**Document excerpt**
▶
The previous article asked you to find your stage on the FI spectrum. If you are at Stage 1 or Stage 2, you probably already know what your first instinct is.
Cut spending.
Cancel subscriptions. Stop eating out. Make coffee at home. Tighten the budget. White-knuckle it until the numbers move.
That instinct is not wrong. It is incomplete. And if it is the only lever you pull, the numbers will move for a while, then stop. The gap between where you are and where the compounding targets from the first article in this series sit is almost always wider than what cutting alone can close.
This article is about why that is the case, and what actually works instead.
The Ceiling on Cutting
You can reduce discretionary spending to a point. Dining out, subscriptions, impulse purchases, that second streaming service. All of those are real and cuttable. For most families, the first pass at reducing unnecessary spending frees up $200 to $400 per month. That is meaningful.
Then the cuts start hitting things that are not optional. Rent or mortgage. Car insurance. Groceries for a family of three or four. Childcare if both parents work or one is deployed. SGLI. Phone plans. These have minimums. You can optimize them, shop around, negotiate where possible. But there is a floor below which the household stops functioning, and most military families are closer to that floor than they realize.
The first article in this series showed that maxing all tax-advantaged accounts costs roughly $39,500 per year for a married service member. That is about $3,300 per month. For an E-5 with a family, take-home pay after taxes and deductions runs approximately $3,600 to $3,900 per month depending on dependency status, plus BAH. If essential expenses consume $3,200 of that, discretionary spending is $600. Even cutting every dollar of it, every restaurant meal, every subscription, every impulse buy at the exchange, leaves you $2,700 short of the full contribution target.
That is the structural reality. The gap between $600 of cuttable spending and $3,300 of contribution capacity is $2,700 per month. Discipline cannot close a $2,700 gap when the total discretionary budget is $600. The constraint is arithmetic, not willpower.
This does not mean cutting is pointless. That $600 matters. Routed correctly, it is the seed money that funds the first milestone and starts the compounding clock. But treating it as the entire solution sets up a failure that feels personal when it is actually structural. You did not fail to budget hard enough. The budget was never big enough to carry the full load alone.
The Trap of Earning More Without a System
The obvious response to “cutting is not enough” is “then earn more.” Side income, a spouse’s job, a promotion, a reenlistment bonus. More money coming in should close the gap.
It should. Often it does not.
An E-4 making $2,800 per month has $200 left over after bills. That same person gets promoted to E-6 over four years, and now makes $3,600 per month. The raise was $800. The amount left over at the end of the month is still $200. Where did the other $600 go?
◀
**Object pointing dataset records**
▶
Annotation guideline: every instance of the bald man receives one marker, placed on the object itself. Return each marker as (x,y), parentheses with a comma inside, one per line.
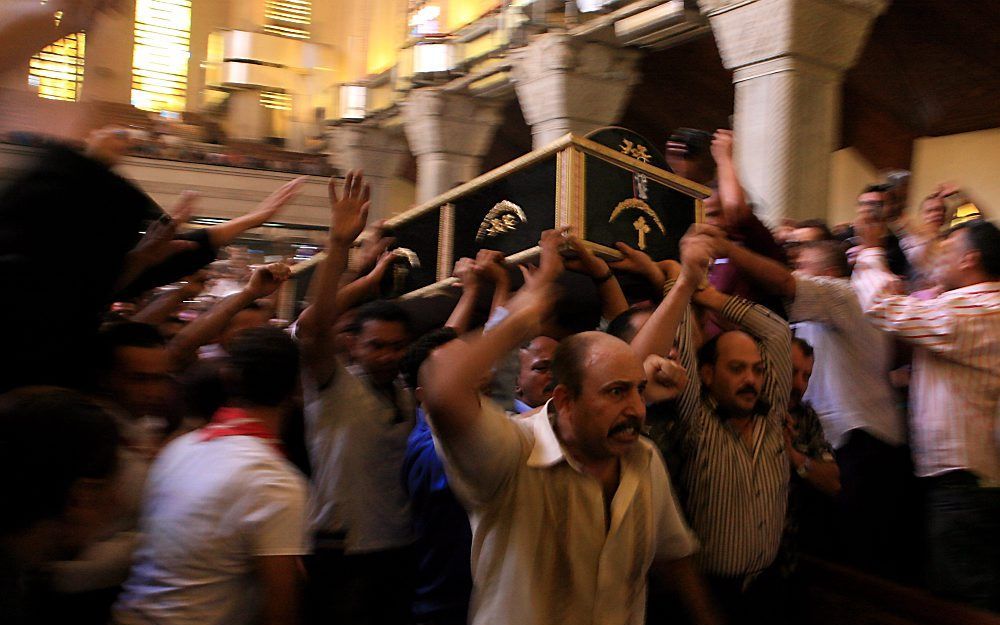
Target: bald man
(570,507)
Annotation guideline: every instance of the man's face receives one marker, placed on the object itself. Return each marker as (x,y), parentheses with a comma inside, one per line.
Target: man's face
(737,376)
(606,419)
(140,381)
(871,205)
(933,212)
(379,347)
(950,272)
(811,262)
(534,377)
(713,213)
(801,372)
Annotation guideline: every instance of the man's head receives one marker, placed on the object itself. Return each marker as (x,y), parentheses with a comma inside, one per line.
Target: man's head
(598,383)
(933,212)
(822,258)
(732,372)
(60,452)
(802,364)
(134,369)
(626,325)
(418,352)
(383,334)
(261,368)
(533,385)
(255,315)
(970,254)
(873,200)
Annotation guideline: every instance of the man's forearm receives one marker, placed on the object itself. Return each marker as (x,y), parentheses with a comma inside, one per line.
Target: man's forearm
(774,276)
(657,335)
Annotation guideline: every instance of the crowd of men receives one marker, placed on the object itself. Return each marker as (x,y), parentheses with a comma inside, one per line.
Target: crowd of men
(764,395)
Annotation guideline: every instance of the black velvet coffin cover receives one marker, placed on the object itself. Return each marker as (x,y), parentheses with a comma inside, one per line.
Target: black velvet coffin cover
(607,192)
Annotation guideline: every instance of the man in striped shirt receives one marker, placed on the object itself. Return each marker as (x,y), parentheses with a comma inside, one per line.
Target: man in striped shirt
(954,399)
(734,469)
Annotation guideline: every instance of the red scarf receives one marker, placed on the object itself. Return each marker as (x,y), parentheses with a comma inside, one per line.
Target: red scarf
(238,422)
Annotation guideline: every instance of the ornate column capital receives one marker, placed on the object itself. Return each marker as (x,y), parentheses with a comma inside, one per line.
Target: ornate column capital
(567,85)
(828,33)
(438,122)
◀
**What this exercise asks**
(1) From the article on military family savings, extract the stretch from "The first article in this series showed" through "arithmetic, not willpower.".
(2) Write the next portion of the article on military family savings, beginning immediately after its final sentence.

**Expected responses**
(1)
The first article in this series showed that maxing all tax-advantaged accounts costs roughly $39,500 per year for a married service member. That is about $3,300 per month. For an E-5 with a family, take-home pay after taxes and deductions runs approximately $3,600 to $3,900 per month depending on dependency status, plus BAH. If essential expenses consume $3,200 of that, discretionary spending is $600. Even cutting every dollar of it, every restaurant meal, every subscription, every impulse buy at the exchange, leaves you $2,700 short of the full contribution target.
That is the structural reality. The gap between $600 of cuttable spending and $3,300 of contribution capacity is $2,700 per month. Discipline cannot close a $2,700 gap when the total discretionary budget is $600. The constraint is arithmetic, not willpower.

(2)
It went where unrouted money always goes. A nicer apartment off base. A better phone. Eating out a few more times per month. None of it felt extravagant. None of it was planned. It just happened, one small upgrade at a time, until the new income matched the new spending exactly.
This is not a discipline problem. It is a routing problem. When money arrives without a destination, it finds one on its own. The default destination is lifestyle expansion. Spending is frictionless. Saving requires deliberate action. And the checking account balance lies, because it shows money that is already committed to rent, insurance, and every autopay that has not drafted yet.
The same pattern plays out with bonuses, tax refunds, and reenlistment payouts. A $15,000 reenlistment bonus hits the account. Within six weeks, it is gone. Not to anything reckless. A couch that was overdue. Catching up on a credit card. A trip home to see family. All reasonable. All unplanned. The lump sum arrived without a routing plan, and the household absorbed it the way a sponge absorbs water: evenly and completely.
An extra $500 per month from a spouse’s remote job does the same thing if there is no system to catch it on arrival. It enters the checking account, mixes with everything else, and by the 14th it is gone. The household income went up. The contribution rate stayed flat.
The Spend Less domain explains why money disappears. The Compass Method separates money by purpose at the bank account level so every dollar has a destination before it can be spent. When income increases, the same system catches the new money and distributes it the same way.
Why Investing Without Cash Flow Is Backwards
Some people skip straight to investing. They read about compounding, set their TSP contribution to 15%, and feel like they are doing the right thing. On paper, they are.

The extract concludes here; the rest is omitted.